-- Start DATA EXTRACT --
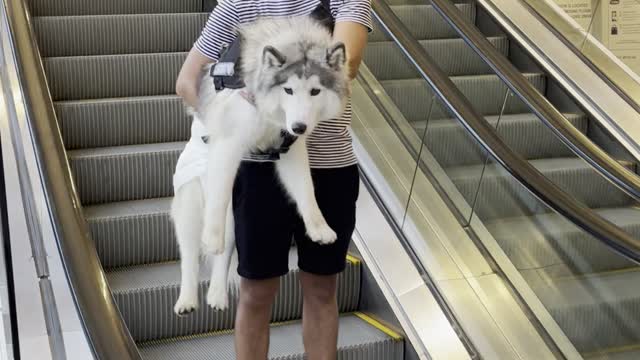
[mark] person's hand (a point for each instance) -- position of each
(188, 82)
-- End DATA EXTRACT --
-- Start DATA EXTRACT --
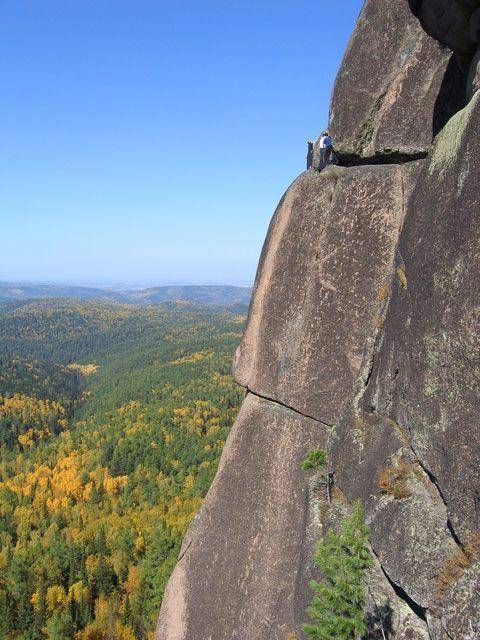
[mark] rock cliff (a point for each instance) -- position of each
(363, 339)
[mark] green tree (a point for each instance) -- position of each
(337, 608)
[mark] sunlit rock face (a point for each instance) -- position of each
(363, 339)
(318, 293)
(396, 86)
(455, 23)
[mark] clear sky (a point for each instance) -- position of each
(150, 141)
-- End DATA EXTRACT --
-- Start DATA EXTRACT --
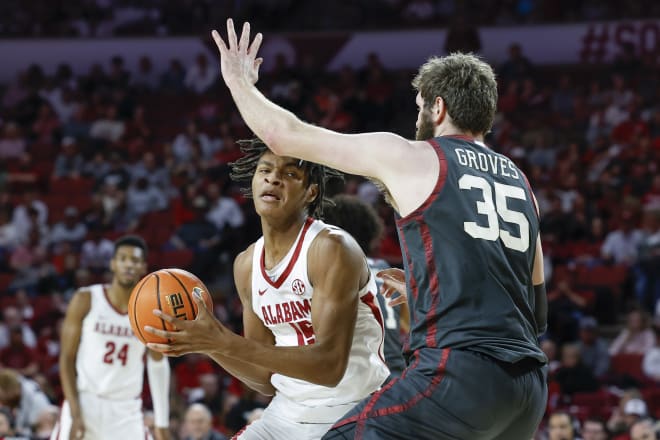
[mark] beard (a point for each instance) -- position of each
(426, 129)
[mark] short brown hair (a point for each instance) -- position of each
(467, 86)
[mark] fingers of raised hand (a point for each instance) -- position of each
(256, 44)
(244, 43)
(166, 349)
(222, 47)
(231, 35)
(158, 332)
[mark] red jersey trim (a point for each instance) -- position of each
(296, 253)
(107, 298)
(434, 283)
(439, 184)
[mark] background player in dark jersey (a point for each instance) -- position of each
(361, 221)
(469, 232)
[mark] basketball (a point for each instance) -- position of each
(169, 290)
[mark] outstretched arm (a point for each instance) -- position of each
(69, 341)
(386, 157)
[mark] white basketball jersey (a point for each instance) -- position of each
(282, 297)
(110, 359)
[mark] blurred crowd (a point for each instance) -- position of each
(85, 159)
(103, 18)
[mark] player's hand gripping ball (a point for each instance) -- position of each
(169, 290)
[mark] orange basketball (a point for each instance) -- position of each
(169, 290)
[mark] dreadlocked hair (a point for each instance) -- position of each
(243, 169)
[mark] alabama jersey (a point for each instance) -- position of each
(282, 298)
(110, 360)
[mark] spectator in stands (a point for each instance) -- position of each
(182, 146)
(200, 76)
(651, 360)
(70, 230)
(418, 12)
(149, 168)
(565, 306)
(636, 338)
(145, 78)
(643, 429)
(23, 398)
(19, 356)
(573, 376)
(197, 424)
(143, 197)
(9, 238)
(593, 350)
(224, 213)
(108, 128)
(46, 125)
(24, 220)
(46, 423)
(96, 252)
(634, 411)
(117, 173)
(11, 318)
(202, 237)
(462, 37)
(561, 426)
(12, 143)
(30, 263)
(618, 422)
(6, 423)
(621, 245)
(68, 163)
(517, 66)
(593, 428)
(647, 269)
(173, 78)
-- End DATA EXTRACT --
DIRECTIONS FOR THIS TASK
How many of the lines above contain the word "hair"? Reply with the number only.

SOLUTION TO THIS PROBLEM
2